_Directions_
Transcribe the entries below exactly; leave every image out.

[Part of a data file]

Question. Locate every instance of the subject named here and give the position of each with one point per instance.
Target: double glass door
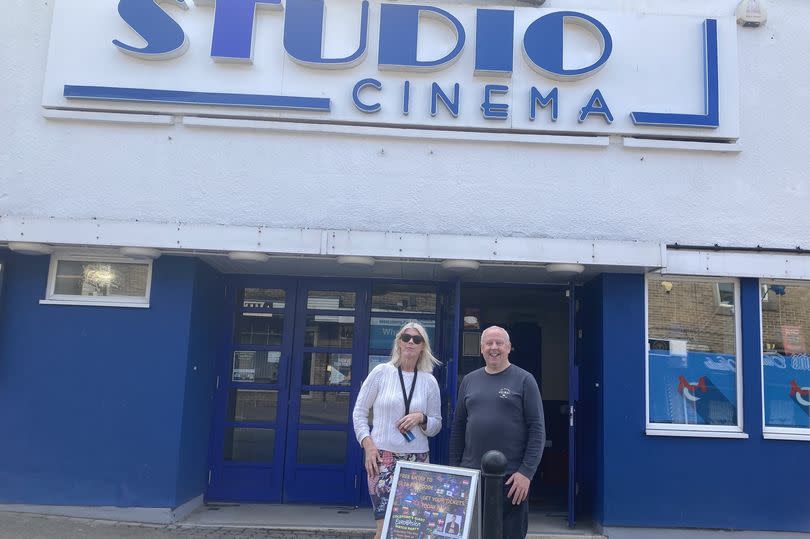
(295, 358)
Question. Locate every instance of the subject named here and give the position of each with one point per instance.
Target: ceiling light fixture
(248, 256)
(30, 248)
(358, 261)
(460, 266)
(146, 253)
(565, 268)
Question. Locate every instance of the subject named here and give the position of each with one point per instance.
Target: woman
(404, 397)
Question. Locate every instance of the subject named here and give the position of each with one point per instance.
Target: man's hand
(519, 488)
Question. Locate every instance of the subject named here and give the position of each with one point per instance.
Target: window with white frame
(92, 280)
(785, 360)
(693, 375)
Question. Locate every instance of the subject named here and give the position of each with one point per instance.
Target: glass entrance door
(323, 460)
(251, 404)
(294, 355)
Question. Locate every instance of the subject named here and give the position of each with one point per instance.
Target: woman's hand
(372, 460)
(410, 421)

_Finished task_
Question. Locate every instance of the subject named here and give the position of each with one point per instance.
Target: double glass door
(295, 358)
Question. Locate every instance of the subject named here and give the position of each with one point per instance.
Target: ceiling light fixture
(248, 256)
(30, 248)
(358, 261)
(460, 266)
(146, 253)
(565, 268)
Question. Locate every instance of the subject named here and give the position of each with one point per instance.
Target: woman
(404, 397)
Question. Locate every instance of the subject named here and give the position of each with one point per instance.
Target: man's hand
(519, 488)
Question. Locate every instance of the subject named here and give the position of each with one point per instance.
Target: window with white frame
(92, 280)
(785, 360)
(693, 375)
Question. Locate every instance of the subject named here and give the position of each with one point per instance.
Target: glass entrance door
(323, 460)
(251, 404)
(294, 355)
Question. Locate every instance of the subject named here and give the position of each with one point per instance.
Target: woman's hand
(372, 460)
(410, 421)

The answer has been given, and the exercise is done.